SUPPLIED MATERIAL
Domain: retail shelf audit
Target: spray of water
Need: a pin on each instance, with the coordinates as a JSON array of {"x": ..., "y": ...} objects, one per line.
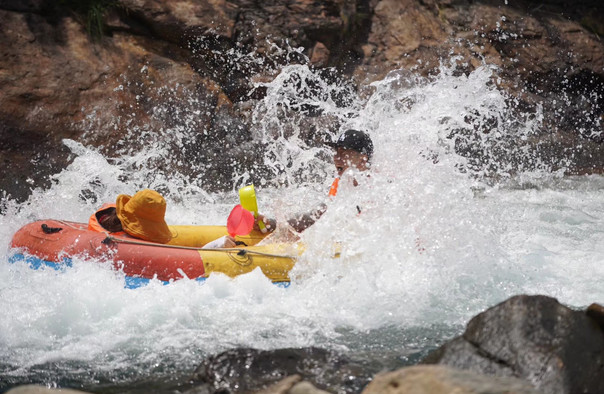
[{"x": 447, "y": 228}]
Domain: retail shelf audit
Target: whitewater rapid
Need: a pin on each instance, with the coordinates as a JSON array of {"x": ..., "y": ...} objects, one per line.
[{"x": 434, "y": 245}]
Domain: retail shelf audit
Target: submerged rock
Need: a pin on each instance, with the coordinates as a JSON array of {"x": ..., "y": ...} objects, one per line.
[
  {"x": 245, "y": 370},
  {"x": 424, "y": 379},
  {"x": 557, "y": 349}
]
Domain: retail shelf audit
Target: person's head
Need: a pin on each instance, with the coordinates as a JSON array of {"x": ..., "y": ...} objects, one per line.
[
  {"x": 142, "y": 215},
  {"x": 108, "y": 219},
  {"x": 354, "y": 148}
]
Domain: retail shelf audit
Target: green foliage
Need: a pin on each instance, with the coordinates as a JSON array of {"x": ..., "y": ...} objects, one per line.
[{"x": 92, "y": 11}]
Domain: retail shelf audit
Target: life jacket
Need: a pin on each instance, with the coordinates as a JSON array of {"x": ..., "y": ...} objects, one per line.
[
  {"x": 93, "y": 222},
  {"x": 333, "y": 190}
]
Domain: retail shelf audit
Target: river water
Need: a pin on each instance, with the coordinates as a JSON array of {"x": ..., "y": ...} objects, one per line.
[{"x": 440, "y": 239}]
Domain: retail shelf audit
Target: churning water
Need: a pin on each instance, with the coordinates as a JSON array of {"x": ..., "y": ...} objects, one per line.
[{"x": 441, "y": 237}]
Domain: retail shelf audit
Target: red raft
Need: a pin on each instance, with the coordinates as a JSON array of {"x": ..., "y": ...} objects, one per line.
[{"x": 55, "y": 242}]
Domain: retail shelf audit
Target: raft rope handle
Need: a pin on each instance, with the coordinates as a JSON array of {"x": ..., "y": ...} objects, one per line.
[{"x": 240, "y": 252}]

TASK INSTRUCTIONS
Write out the whole listing exactly, and drop the pictures.

RESULT FOR THIS TASK
Domain: retail shelf audit
Target: spray of water
Need: a pin on each instance, with the coordinates as a JSON array of {"x": ..., "y": ...} objects, one per line.
[{"x": 447, "y": 228}]
Domain: retail shelf audit
Target: whitewater rapid
Need: a pin on each instance, with the coordinates as a JSON array of {"x": ..., "y": ...} objects, one per line.
[{"x": 434, "y": 245}]
Domain: retail shelf audit
Target: submerged rock
Need: a pin on each instance, with the coordinates as a JSON array of {"x": ..., "y": ...} objects, one per line.
[
  {"x": 245, "y": 370},
  {"x": 424, "y": 379},
  {"x": 557, "y": 349}
]
Domain: retail shelf audit
Target: person's head
Need: a pin on each instance, with the coordinates as a JSON array of {"x": ..., "y": ...} objects, one per line.
[
  {"x": 142, "y": 215},
  {"x": 108, "y": 219},
  {"x": 354, "y": 148}
]
Domain: retail shelf audit
Target: green foliage
Need: a pin on each instance, with the coordinates as a JSON array of {"x": ..., "y": ...} objects, one per line.
[{"x": 92, "y": 11}]
Domain: retail shelf audit
Target: life jacket
Need: a pin on each instance, with the coordinates as a JSON array of {"x": ..., "y": ...} objects, one per line.
[
  {"x": 93, "y": 222},
  {"x": 333, "y": 190}
]
Domain: retail shelf audit
Target: river water
Need: a pin on each instance, with the coordinates as a JSON array of {"x": ..., "y": ...} objects, one per line.
[{"x": 440, "y": 239}]
Domain: retail shelf audit
Target: churning water
Need: a pin on each instance, with the coordinates as a JSON array of {"x": ..., "y": ...} objects, one per line.
[{"x": 441, "y": 237}]
Domain: retail shelf audit
Target: red raft
Need: a pin on each instance, with the coordinates as a JSON array of {"x": ..., "y": ...} objects, one per line.
[{"x": 55, "y": 242}]
Domain: retail shelf audit
Target: raft rope handle
Need: a pin on each instance, with the coordinates as a JSON array of {"x": ..., "y": ...} objects, one per line.
[{"x": 240, "y": 252}]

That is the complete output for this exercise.